PASSAGE SHOWN below:
The case of NEIGRIHMS is pretty much the same. While NEIGRIHMS serves the entire region, it is located in Meghalaya and therefore the onus is on the Chief Minister of Meghalaya to push the Union Health Ministry for its improvement into an institution of excellence. But why only the CM? Other MLAs and the State Health Minister too can push for better, more efficient departments and doctors, better nursing care and enough funds to cater to the growing needs of patients that are growing by the day.
It is a sad commentary on our legislators but most of them are very constituency-centric. Very few rise above their constituencies to be state leaders. I recall the Late PG Marbaniang who as Speaker berated a few of his MLA colleagues for raising issues only pertaining to their constituencies. “When will you graduate into a state leader?” Marbaniang would literally roar. Alas! Other than the CM, no other MLA has risen to the ranks of a State leader and I say this because of one important reason. When Chief Minister Conrad Sangma declared to the World Bank honchos at a meeting in Meghalaya House Delhi in May 2023 that Meghalaya is ready to become a 10 billion dollar economy, none of the MLAs have asked him to qualify his statement and to point out the road-map to this gallant trajectory. Sangma laid out his plans to the World Bank saying that one key landmark initiative is Meghalaya Enterprise Architecture Project (MeghEA) which apparently is the first of its kind in any state. MeghEA allows for an e-proposal system which won an award at the UN-WSIS. In a democracy it is important for the last person in the village to know what all this means. Frankly speaking most of us would not know the implication of MeghEA and who the critical stakeholders are. Should this not have been discussed in the Assembly?
The Chief Minister informed the World Bank that there are currently 12 externally aided projects with another 11 in the pipeline. These projects are worth over Rs 10,000 crores of external funding and over Rs 2400 crore is a loan from the World Bank. World Bank projects include the Meghalaya Integrated Transport Project (MITP), Meghalaya Community-led Landscape Management Project (CLLMP), Meghalaya Health Systems Strengthening Project (MHSSP), Meghalaya Programme for Adolescent Well-being, Employment and Resilience (EMPOWER). We are dealing with a lot of acronyms here and what bothers me as a citizen of this state is (1) Is the World Bank going to do an independent monitoring and audit to see how the projects are implemented (2) How are the projects working on the ground? (3) We have heard of CLLMP for a while now. Can the Government show us the progress of this project? And which are the target districts for the EMPOWER scheme? All the above needed to be discussed threadbare in the Assembly since the public are the real stakeholders and the Government an implementer.
The above is the problem with Meghalaya. We don’t have MLAs that have the calibre to grill the suave CM and his SMART team (nearly every scheme is named Smart) and to get them to tell us the outcomes of these schemes every 6 months. Let’s not forget that a loan must be repaid. Its not a freebie from the World Bank. And if the above schemes are implemented, I am curious to know how we can become a 10 billion dollar economy. Mr Chief Minister, would you care to give us a brief on this? Please call a press conference of senior journalists. I promise to be all ears!
End of PASSAGE SHOWN.
RECORDED DATA below:
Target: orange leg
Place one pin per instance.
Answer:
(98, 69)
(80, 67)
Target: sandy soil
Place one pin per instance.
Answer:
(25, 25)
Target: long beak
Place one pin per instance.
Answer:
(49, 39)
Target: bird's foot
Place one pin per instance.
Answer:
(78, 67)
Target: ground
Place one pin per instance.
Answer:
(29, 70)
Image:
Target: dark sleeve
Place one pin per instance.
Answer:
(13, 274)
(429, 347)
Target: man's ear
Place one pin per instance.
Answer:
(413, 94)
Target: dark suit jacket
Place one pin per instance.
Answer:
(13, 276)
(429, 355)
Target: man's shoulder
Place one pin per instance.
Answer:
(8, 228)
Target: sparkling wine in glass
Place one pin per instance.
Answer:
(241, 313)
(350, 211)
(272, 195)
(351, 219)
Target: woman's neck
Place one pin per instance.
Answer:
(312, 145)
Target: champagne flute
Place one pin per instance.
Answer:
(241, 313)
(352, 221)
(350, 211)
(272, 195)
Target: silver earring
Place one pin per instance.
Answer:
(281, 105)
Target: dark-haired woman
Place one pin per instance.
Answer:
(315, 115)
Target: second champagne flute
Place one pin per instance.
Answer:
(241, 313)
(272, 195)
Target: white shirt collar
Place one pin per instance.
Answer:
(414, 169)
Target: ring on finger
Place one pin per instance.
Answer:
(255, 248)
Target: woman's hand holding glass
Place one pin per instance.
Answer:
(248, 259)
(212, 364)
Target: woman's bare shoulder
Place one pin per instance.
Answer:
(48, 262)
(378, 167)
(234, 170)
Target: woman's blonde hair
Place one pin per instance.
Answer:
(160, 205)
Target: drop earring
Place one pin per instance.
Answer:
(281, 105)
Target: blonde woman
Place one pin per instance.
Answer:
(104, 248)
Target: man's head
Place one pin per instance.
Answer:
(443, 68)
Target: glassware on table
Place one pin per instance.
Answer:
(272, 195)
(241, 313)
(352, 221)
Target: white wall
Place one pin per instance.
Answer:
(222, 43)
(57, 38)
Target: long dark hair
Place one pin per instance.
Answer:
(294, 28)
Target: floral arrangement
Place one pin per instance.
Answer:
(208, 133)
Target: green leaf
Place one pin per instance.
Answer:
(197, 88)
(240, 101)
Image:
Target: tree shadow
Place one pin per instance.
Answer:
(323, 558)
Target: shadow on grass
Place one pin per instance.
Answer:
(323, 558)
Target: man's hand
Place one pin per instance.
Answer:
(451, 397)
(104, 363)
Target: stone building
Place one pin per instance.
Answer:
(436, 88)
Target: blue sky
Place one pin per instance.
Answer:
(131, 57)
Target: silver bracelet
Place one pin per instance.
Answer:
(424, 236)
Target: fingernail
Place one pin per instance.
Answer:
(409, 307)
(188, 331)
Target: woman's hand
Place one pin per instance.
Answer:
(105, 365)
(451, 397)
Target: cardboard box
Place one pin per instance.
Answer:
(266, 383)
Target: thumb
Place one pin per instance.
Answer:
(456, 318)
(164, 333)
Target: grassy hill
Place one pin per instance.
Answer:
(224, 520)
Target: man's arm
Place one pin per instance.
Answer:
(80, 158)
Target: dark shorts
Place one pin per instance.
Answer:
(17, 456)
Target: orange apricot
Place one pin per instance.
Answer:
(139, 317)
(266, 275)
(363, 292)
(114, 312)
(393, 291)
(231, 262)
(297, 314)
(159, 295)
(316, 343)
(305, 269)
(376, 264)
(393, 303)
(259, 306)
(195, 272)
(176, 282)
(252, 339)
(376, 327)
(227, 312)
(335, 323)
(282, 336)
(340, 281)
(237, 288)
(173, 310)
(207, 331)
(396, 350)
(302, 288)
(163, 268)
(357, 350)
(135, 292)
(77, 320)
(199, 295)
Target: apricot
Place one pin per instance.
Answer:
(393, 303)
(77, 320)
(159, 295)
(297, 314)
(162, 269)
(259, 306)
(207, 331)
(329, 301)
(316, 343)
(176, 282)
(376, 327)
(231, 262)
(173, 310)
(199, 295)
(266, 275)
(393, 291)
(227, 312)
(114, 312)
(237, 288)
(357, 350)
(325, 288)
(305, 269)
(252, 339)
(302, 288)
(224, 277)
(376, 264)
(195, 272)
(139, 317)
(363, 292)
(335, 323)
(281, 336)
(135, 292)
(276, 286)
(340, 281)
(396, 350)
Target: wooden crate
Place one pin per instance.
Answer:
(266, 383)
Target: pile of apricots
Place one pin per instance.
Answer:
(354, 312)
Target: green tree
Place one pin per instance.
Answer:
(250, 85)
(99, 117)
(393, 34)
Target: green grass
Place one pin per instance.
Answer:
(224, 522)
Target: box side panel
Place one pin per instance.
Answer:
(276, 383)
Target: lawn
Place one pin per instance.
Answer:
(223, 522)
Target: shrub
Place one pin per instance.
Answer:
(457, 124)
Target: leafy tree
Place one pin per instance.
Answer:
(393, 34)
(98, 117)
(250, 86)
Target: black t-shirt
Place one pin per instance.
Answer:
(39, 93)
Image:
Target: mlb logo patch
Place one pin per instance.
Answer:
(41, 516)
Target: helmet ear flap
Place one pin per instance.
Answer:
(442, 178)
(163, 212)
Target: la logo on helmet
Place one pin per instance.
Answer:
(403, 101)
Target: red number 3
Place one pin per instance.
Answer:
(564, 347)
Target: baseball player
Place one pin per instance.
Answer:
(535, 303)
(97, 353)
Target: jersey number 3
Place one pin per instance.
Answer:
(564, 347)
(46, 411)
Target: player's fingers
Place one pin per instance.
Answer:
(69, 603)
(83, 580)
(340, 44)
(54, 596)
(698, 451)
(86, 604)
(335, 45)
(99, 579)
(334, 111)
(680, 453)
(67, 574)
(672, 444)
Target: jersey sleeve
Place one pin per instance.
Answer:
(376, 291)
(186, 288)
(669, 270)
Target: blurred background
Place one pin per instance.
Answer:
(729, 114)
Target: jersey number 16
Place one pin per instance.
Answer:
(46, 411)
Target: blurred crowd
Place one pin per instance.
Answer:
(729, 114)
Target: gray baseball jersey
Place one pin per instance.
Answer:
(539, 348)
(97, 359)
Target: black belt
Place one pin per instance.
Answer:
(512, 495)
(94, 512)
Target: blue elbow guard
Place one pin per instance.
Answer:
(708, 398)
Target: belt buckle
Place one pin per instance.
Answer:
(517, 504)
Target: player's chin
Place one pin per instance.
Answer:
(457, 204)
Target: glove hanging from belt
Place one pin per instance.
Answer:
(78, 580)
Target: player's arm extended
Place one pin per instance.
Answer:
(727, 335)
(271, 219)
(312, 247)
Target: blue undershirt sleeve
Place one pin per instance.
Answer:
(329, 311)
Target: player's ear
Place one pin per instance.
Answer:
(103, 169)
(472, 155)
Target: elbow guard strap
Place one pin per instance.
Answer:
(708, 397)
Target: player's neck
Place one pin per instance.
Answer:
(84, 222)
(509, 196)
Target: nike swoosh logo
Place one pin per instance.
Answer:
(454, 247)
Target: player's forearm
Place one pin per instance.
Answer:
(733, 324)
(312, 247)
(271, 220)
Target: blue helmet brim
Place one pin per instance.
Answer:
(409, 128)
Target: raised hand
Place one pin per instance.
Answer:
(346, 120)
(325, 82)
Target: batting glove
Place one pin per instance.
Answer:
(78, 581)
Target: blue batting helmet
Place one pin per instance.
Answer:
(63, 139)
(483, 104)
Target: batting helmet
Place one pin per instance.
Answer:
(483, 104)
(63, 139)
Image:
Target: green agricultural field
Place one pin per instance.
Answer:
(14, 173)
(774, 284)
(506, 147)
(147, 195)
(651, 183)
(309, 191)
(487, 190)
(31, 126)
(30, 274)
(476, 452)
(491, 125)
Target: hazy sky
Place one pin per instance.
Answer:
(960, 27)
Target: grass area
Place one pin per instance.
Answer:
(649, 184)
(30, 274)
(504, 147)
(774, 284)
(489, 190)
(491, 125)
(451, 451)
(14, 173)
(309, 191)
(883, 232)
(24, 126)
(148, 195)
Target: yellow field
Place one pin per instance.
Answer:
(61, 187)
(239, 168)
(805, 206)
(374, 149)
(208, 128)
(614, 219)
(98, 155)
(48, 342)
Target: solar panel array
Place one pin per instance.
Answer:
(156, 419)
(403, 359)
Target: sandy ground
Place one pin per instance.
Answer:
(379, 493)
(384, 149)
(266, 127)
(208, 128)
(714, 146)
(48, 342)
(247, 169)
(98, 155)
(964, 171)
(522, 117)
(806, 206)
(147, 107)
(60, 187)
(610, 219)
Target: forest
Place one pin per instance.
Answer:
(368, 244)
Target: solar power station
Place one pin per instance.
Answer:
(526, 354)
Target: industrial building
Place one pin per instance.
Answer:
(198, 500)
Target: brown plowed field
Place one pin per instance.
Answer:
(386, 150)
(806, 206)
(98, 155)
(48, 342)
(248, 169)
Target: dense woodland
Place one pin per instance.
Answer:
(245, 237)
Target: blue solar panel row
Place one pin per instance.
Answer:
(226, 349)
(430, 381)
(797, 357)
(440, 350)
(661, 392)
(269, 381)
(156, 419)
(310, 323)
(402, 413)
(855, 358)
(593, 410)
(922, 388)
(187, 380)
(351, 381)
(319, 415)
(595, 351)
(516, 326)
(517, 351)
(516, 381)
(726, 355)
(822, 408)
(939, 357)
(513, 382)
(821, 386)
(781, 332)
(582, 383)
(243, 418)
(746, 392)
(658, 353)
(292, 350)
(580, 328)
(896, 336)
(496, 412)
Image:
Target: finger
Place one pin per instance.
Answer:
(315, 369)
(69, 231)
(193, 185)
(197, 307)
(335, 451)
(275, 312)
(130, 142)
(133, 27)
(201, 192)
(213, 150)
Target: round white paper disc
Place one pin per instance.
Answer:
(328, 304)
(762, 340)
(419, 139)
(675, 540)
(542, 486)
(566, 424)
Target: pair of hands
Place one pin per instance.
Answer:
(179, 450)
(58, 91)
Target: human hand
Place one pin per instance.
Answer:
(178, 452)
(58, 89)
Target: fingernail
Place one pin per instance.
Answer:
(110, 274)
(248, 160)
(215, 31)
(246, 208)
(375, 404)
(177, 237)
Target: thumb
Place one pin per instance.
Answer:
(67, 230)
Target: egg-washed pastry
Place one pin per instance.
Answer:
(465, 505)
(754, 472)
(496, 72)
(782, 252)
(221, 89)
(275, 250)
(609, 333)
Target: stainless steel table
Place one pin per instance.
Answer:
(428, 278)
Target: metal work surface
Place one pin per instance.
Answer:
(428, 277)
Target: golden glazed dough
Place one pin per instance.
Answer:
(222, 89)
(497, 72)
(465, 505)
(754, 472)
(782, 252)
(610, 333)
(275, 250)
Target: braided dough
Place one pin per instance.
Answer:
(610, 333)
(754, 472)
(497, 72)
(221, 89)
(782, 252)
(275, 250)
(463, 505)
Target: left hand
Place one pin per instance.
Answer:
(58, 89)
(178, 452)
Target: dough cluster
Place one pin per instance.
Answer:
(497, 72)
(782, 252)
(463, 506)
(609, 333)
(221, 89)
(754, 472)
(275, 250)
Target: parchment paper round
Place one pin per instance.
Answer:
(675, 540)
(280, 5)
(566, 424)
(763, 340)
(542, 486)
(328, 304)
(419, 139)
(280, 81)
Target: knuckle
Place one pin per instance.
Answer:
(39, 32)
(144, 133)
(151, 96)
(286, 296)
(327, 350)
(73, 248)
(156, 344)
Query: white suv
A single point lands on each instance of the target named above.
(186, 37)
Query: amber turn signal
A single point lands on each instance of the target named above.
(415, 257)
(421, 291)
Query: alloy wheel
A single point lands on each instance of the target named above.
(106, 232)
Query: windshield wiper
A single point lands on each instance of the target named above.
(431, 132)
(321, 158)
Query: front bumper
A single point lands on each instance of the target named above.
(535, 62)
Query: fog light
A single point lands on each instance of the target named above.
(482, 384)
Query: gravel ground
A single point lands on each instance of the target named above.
End of RECORDED DATA.
> [ACTIVITY]: Reproduce, word for word, the stretch of the Meghalaya commentary that begins with "The above is" and ends with "be all ears!". The records can be set aside.

> [ANSWER SECTION]:
The above is the problem with Meghalaya. We don’t have MLAs that have the calibre to grill the suave CM and his SMART team (nearly every scheme is named Smart) and to get them to tell us the outcomes of these schemes every 6 months. Let’s not forget that a loan must be repaid. Its not a freebie from the World Bank. And if the above schemes are implemented, I am curious to know how we can become a 10 billion dollar economy. Mr Chief Minister, would you care to give us a brief on this? Please call a press conference of senior journalists. I promise to be all ears!